SUPPLIED PASSAGE:
Is belief in god rational?

The question of whether belief in god is rational or not seems presume an answer to a prior, and perhaps more important question – namely: do we want belief in god to be rational, as opposed to being fruitful, joyous, beautiful, etc.? To put it another way, it’s long been of interest to me why this contest is often fought in the domain of rationality, where everyone who is not a supernaturalist of some sort agrees that there is no possibility of providing any sort of knock-down argument for belief in god, at least where arguments are understood to follow standard rules of logic, involving non-contradiction, the possibility of refutation, and where conclusions are adopted once they are shown to be the best justified of available alternatives.

Rather, the more compelling arguments in favour of belief in god point to various benefits of believing in god, whether these benefits are social, psychological or moral. While it’s far from clear that any of these other purported benefits hold up to scrutiny, or can’t be purchased at lower cost from other sources, it seems to me that we’d need to adopt a definition of “rational” that is essentially teleological (goal-based), rather than one that aims at truth, for it to be possible for belief in god to be described as rational.

To do so would however make this contribution to the debate – and the debate itself – worthless. If “rational” can mean all things to all people (seeing as what counts as a worthwhile goal is an essentially subjective matter), then the debate takes place on relativist terms, where whatever you say has as much validity as whatever I say, and where no independent arbiter of merit can gain a foothold.

Let us then start by adopting a minimal definition of rationality, so as to not stack the deck in favour of any particular conclusion. For a belief to be rational, I suggest that it has to be responsive to evidence, that it entails holding beliefs that are more likely to be true than false, and that beliefs held are then more likely to generate further beliefs that are likely to be true (rather than leading one further from the truth). To put this more simply, it is irrational to believe in a proposition if there is no evidence for it, or if there is a better explanation for whatever it is we are seeking to understand.

Region labeling items:
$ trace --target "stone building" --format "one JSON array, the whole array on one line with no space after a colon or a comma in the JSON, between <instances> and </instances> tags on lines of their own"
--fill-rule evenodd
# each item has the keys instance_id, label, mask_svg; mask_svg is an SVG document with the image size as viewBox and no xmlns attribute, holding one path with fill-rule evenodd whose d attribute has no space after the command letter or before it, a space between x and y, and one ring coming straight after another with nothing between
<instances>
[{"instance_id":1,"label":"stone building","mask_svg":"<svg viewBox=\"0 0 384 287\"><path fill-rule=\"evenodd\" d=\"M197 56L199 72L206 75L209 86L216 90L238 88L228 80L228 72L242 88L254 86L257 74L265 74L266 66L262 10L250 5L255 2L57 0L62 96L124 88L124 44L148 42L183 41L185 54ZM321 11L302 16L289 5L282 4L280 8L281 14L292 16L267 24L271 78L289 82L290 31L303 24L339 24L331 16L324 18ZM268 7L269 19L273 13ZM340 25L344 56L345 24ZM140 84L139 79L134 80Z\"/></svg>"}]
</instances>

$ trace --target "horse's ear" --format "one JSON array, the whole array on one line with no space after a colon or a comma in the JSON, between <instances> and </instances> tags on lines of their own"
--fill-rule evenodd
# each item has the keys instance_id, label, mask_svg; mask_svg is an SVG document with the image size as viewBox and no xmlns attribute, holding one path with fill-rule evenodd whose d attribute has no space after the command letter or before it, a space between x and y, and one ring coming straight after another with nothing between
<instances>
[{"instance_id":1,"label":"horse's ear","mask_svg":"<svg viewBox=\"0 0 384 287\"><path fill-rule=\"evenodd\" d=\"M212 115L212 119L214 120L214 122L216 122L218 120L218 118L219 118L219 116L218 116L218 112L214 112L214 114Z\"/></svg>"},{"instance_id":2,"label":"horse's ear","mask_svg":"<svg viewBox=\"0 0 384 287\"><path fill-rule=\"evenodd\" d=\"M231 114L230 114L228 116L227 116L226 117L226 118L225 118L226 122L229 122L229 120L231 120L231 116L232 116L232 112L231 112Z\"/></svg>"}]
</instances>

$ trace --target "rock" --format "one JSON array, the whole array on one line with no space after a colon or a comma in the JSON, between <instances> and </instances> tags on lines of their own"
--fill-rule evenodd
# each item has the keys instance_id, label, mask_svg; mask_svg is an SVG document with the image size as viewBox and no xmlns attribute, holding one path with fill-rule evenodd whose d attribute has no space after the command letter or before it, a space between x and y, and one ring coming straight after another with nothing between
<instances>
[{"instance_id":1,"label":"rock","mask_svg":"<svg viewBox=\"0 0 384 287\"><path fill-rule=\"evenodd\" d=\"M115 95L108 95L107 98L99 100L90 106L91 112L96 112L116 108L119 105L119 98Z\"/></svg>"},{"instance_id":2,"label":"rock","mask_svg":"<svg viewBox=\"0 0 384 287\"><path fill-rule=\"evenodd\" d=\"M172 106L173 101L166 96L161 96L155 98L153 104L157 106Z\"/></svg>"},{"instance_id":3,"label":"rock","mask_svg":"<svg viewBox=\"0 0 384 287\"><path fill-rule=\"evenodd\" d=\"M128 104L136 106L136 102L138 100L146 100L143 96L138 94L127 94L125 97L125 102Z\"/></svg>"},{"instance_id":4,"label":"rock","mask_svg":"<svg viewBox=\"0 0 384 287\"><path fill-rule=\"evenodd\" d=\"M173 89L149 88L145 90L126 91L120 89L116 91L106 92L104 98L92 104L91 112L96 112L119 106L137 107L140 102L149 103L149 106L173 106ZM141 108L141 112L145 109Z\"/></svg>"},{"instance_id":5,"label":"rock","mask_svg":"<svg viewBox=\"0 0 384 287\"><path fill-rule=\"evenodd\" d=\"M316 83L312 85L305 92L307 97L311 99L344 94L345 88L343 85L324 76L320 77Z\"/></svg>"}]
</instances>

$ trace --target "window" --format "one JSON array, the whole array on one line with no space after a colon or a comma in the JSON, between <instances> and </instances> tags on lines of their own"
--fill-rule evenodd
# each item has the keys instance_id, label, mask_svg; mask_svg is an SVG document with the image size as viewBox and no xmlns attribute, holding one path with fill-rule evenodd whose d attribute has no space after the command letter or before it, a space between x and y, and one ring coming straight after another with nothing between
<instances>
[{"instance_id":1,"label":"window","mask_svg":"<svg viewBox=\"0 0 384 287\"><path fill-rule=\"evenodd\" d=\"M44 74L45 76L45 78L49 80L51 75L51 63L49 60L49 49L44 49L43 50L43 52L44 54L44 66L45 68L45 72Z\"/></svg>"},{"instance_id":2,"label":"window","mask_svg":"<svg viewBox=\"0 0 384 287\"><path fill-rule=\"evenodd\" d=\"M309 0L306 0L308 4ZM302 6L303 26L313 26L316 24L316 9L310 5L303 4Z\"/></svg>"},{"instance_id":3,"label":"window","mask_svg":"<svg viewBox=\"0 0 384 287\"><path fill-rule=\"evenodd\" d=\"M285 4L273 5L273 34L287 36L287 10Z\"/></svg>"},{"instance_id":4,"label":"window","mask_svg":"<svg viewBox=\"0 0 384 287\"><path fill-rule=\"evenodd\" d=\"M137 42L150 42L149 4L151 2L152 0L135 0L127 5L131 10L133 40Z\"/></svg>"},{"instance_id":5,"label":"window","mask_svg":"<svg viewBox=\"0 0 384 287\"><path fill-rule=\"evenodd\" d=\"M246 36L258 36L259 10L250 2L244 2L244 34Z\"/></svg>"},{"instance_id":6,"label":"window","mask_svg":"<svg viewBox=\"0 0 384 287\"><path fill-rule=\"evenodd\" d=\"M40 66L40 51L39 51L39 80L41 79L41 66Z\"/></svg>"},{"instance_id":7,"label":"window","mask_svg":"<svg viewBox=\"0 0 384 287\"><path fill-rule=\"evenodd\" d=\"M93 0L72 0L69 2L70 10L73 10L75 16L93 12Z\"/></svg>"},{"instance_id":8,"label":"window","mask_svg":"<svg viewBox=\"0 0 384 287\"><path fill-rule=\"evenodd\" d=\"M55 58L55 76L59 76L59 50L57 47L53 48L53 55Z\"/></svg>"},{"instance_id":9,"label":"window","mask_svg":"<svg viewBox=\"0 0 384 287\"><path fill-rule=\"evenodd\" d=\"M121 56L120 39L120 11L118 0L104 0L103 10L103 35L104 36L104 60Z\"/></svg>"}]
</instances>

TASKS TO PERFORM:
• a. List the kinds of benefits of believing in god that the essay says the more compelling arguments point to.
• b. Show every line of the records that contains the string "stone".

ANSWERS PROVIDED:
• a.
- social
- psychological
- moral

• b.
$ trace --target "stone building" --format "one JSON array, the whole array on one line with no space after a colon or a comma in the JSON, between <instances> and </instances> tags on lines of their own"
[{"instance_id":1,"label":"stone building","mask_svg":"<svg viewBox=\"0 0 384 287\"><path fill-rule=\"evenodd\" d=\"M197 56L199 72L206 75L209 86L216 90L238 88L228 80L228 72L242 88L254 86L257 74L265 74L266 66L262 10L250 5L255 2L57 0L62 96L124 88L124 44L148 42L183 41L185 54ZM321 11L302 16L289 5L282 4L280 8L281 14L292 16L267 24L271 78L289 82L290 31L303 24L339 24L331 16L324 18ZM268 7L269 19L273 13ZM340 25L344 56L345 24ZM140 84L139 79L134 80Z\"/></svg>"}]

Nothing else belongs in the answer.